Natural-language object grounding data:
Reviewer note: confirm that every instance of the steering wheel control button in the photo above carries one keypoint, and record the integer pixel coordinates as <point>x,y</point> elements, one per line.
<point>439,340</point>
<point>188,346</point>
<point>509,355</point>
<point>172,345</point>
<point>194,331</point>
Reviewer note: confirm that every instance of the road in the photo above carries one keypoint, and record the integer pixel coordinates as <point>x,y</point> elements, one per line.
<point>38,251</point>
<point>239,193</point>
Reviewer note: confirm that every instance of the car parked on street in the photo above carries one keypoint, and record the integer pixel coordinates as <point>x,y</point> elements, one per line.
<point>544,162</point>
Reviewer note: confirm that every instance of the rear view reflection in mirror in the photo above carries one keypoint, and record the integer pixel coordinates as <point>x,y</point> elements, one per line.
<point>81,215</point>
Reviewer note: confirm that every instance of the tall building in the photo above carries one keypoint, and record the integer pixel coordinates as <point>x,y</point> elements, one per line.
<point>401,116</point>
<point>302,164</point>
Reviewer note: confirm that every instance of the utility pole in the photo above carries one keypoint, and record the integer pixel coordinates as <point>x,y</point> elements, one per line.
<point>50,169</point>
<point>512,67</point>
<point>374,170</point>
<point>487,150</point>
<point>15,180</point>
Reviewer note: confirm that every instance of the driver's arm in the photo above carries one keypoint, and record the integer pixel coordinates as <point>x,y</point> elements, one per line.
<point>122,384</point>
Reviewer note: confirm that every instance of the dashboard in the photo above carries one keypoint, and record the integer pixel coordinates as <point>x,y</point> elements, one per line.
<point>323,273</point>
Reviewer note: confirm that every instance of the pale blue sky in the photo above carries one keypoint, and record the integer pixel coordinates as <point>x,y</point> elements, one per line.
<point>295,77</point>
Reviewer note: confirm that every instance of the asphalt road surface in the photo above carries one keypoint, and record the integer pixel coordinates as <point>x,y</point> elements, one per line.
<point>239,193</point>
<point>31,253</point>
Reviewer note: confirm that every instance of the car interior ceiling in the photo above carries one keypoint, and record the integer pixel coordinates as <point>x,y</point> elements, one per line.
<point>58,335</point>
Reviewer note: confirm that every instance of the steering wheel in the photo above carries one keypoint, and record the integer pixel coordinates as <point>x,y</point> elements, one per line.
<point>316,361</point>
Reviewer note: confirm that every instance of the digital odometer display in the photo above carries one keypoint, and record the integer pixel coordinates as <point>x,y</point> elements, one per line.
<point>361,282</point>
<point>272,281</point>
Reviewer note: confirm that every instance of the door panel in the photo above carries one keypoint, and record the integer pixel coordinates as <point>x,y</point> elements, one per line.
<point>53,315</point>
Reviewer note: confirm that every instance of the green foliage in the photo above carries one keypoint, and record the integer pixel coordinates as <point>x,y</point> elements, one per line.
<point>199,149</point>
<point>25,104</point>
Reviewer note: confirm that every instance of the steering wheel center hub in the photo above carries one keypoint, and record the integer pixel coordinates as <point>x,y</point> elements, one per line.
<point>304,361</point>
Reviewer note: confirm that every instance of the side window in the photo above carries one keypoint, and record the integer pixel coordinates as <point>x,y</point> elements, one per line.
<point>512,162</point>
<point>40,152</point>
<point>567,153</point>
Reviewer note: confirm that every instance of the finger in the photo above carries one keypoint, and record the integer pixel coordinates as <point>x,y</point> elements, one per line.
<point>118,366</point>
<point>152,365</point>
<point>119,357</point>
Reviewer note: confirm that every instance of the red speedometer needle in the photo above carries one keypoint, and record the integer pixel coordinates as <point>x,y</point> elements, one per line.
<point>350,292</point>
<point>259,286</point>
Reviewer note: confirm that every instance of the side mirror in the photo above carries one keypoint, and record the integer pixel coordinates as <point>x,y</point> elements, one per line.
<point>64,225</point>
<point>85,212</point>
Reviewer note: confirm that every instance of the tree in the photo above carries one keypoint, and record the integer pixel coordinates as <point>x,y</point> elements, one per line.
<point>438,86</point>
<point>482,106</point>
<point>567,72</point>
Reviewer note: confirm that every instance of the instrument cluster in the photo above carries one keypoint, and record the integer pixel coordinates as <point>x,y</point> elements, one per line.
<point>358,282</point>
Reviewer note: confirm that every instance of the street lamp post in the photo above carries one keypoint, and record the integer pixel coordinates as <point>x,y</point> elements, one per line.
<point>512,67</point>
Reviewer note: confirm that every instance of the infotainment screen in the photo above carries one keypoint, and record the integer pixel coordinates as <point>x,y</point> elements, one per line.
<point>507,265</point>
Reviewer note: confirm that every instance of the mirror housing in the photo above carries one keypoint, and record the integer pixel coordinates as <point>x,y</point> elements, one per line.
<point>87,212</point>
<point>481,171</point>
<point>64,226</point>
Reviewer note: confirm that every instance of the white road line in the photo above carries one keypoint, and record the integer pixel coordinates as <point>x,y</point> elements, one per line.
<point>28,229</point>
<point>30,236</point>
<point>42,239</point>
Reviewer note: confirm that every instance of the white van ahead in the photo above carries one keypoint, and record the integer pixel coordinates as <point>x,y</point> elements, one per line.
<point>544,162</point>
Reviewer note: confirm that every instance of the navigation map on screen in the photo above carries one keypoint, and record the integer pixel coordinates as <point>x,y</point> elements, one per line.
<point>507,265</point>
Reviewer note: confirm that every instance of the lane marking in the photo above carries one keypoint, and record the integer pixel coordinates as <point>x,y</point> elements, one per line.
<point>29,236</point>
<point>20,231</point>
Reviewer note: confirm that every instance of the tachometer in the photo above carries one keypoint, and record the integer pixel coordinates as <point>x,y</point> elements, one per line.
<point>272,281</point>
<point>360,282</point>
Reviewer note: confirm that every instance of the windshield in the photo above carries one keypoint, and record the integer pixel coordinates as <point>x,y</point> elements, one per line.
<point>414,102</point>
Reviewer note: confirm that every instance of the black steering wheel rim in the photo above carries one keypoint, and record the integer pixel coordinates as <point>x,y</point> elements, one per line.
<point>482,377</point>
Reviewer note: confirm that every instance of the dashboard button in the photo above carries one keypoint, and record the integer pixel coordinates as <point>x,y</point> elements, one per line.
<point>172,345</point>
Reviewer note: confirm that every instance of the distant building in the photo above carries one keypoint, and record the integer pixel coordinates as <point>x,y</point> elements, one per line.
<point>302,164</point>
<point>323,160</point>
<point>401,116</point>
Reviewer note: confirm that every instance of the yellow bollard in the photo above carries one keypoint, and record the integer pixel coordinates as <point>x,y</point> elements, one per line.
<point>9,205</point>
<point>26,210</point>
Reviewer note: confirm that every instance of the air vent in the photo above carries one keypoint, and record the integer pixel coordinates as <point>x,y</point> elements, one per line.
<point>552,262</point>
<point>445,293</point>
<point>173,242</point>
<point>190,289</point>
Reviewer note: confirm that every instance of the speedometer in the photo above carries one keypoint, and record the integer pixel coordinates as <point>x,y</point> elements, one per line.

Exercise prompt. In full and exactly as written, repeat the data.

Reply.
Reviewer note: confirm that every instance of the steering wheel control button in the photo above carries one keypoint, and record the integer pixel coordinates as <point>x,y</point> elements, one per line.
<point>439,340</point>
<point>188,346</point>
<point>509,355</point>
<point>172,345</point>
<point>194,331</point>
Reviewer note: confirm that every instance of the road in the photo above carries one keypoint, and record the integer pixel coordinates as <point>x,y</point> elements, one per line.
<point>38,251</point>
<point>239,193</point>
Reviewer note: confirm that every instance of the car parked on street in the photo above carries one keypoint, and record the integer pixel coordinates as <point>x,y</point> elements, one per line.
<point>544,162</point>
Reviewer note: confirm that every instance of the rear view reflection in mirror in the photo above carries one keypoint, and record the integer pixel coordinates as <point>x,y</point> elements, one per line.
<point>81,215</point>
Reviewer note: confirm that every instance of the tall building in the photo above carries one keypoint, and record the integer pixel coordinates as <point>x,y</point> elements, one per line.
<point>401,116</point>
<point>302,164</point>
Reviewer note: confirm that every instance of the utility pole in the photo above carries one keypoint, and record the integer pixel coordinates as <point>x,y</point> elements, one per line.
<point>50,169</point>
<point>512,67</point>
<point>374,170</point>
<point>487,150</point>
<point>15,180</point>
Reviewer note: confirm that every instance of the driver's arm in the photo above carries one keypoint, and record the integer pixel coordinates as <point>x,y</point> elements, one per line.
<point>122,384</point>
Reviewer note: confirm that every instance of the dashboard in the photo above carries one keypoint, and record the integer pixel coordinates as <point>x,y</point> elements, one per line.
<point>323,273</point>
Reviewer note: confirm that every instance of the pale blue sky in the photo above carries one keypoint, and record the integer pixel coordinates as <point>x,y</point> elements, one per line.
<point>295,77</point>
Reviewer note: confirm that every instance of the asphalt road surface in the photo above carries one keypoint, and record the integer pixel coordinates as <point>x,y</point> elements, one per line.
<point>239,193</point>
<point>31,253</point>
Reviewer note: confirm that every instance of the car interior ceiling in the photo above carries one keypoint, and record the integer pixel coordinates as <point>x,y</point> elements, one per line.
<point>58,335</point>
Reviewer note: confirm that every instance of the steering wheel in the photo above carries one keypoint, and record the integer pixel coordinates as <point>x,y</point> elements, one per line.
<point>316,361</point>
Reviewer note: confirm that every instance of the digital odometer display in the photo above carries one keypoint, and record the integer pixel coordinates as <point>x,y</point> elements, one per line.
<point>361,282</point>
<point>272,281</point>
Reviewer note: confirm that every instance of the door panel in the photo above carries one keypoint, and record the integer pixel coordinates as <point>x,y</point> elements, one per line.
<point>53,315</point>
Reviewer note: confirm that every instance of the green foliage in the photo above carries one keypoint, and record the integer pixel coordinates as <point>x,y</point> elements, one per line.
<point>199,149</point>
<point>25,104</point>
Reviewer note: confirm that every instance of the steering wheel center hub in the photo above carries one keypoint, and record the integer pixel coordinates as <point>x,y</point> elements, one per line.
<point>304,361</point>
Reviewer note: confirm that every instance of the side window in the photo above carries one keypoint, and record the integer pixel coordinates as <point>x,y</point> elements, one per line.
<point>512,162</point>
<point>40,152</point>
<point>567,153</point>
Reviewer note: confirm that every instance of the finger in the photo above carries one keypoint, and record the integer pixel coordinates as <point>x,y</point> elements, one per line.
<point>118,366</point>
<point>152,365</point>
<point>119,357</point>
Reviewer note: confirm that every instance of the red speedometer needle in the photo above carries one keypoint, and record the integer pixel coordinates as <point>x,y</point> elements, one per line.
<point>350,292</point>
<point>259,286</point>
Reviewer note: confirm that every instance of the side mirror in the photo above carries one keypoint, and record the integer pixel coordinates as <point>x,y</point> elements, one per line.
<point>64,225</point>
<point>85,212</point>
Reviewer note: confirm that every instance of the tree in the photo above carries one keypoint, and record the integer pixel coordinates as <point>x,y</point> elements, one per line.
<point>438,86</point>
<point>482,106</point>
<point>567,72</point>
Reviewer note: confirm that every instance of the instrument cluster in the photo above carries one keypoint, and record the integer pixel coordinates as <point>x,y</point> elements, one per line.
<point>358,282</point>
Reviewer note: confirm that every instance of the street lamp post in the photo above carries one keypoint, and record the integer pixel coordinates as <point>x,y</point> elements, one per line.
<point>512,67</point>
Reviewer note: confirm that every instance of the infotainment screen in the photo above carries one keypoint, and record the integer pixel coordinates as <point>x,y</point> elements, one per line.
<point>507,265</point>
Reviewer note: confirm that every instance of the mirror housing in the photo above carries one keypoint, and record the integer pixel coordinates as <point>x,y</point> elements, one per line.
<point>87,212</point>
<point>481,171</point>
<point>64,226</point>
Reviewer note: confirm that every instance of the white road line in the photo above carries one keypoint, and record the integer pixel coordinates as <point>x,y</point> elements, one per line.
<point>28,229</point>
<point>30,236</point>
<point>42,239</point>
Reviewer note: confirm that every instance of the white van ahead in the photo above carries one keypoint, and record the integer pixel coordinates as <point>x,y</point> elements, one per line.
<point>544,162</point>
Reviewer note: confirm that every instance of the navigation map on screen in the photo above carries one keypoint, and record the integer pixel coordinates as <point>x,y</point> elements, one per line.
<point>507,265</point>
Reviewer note: confirm that every instance of the lane marking in the photo above carries one keypoint, and record the integer pixel coordinates as <point>x,y</point> elements, one per line.
<point>29,236</point>
<point>20,231</point>
Reviewer note: confirm that every instance of the tachometer in the photo above carries one keypoint, and record the integer pixel coordinates as <point>x,y</point> elements, one per line.
<point>272,281</point>
<point>360,282</point>
Reviewer note: confirm that every instance of the windshield in the photo above carries one keypoint, and record the integer pixel coordinates as <point>x,y</point> elements, one per line.
<point>414,102</point>
Reviewer note: confirm that every instance of the black steering wheel rim in the photo above carries one keypoint, and record the integer pixel coordinates as <point>x,y</point> elements, one per line.
<point>482,377</point>
Reviewer note: confirm that every instance of the dashboard button in the photo above carries one keypoint, and record the integer pixel coordinates as <point>x,y</point> elements, one per line.
<point>172,345</point>
Reviewer note: confirm that every instance of the distant building in the photo above carries one keypoint, and record the integer pixel coordinates as <point>x,y</point> elements, one per line.
<point>302,164</point>
<point>323,160</point>
<point>401,116</point>
Reviewer note: confirm that every instance of the yellow bollard in the photo above carries one keypoint, and record the integer pixel coordinates as <point>x,y</point> elements, one per line.
<point>9,205</point>
<point>26,210</point>
Reviewer note: confirm that every instance of the air vent in the photo above carries one keypoint, and record the integer pixel coordinates as <point>x,y</point> elements, one per line.
<point>552,262</point>
<point>445,293</point>
<point>173,242</point>
<point>190,289</point>
Reviewer note: confirm that every instance of the speedometer in the photo above carries one keypoint, and record the integer pixel coordinates as <point>x,y</point> elements, one per line.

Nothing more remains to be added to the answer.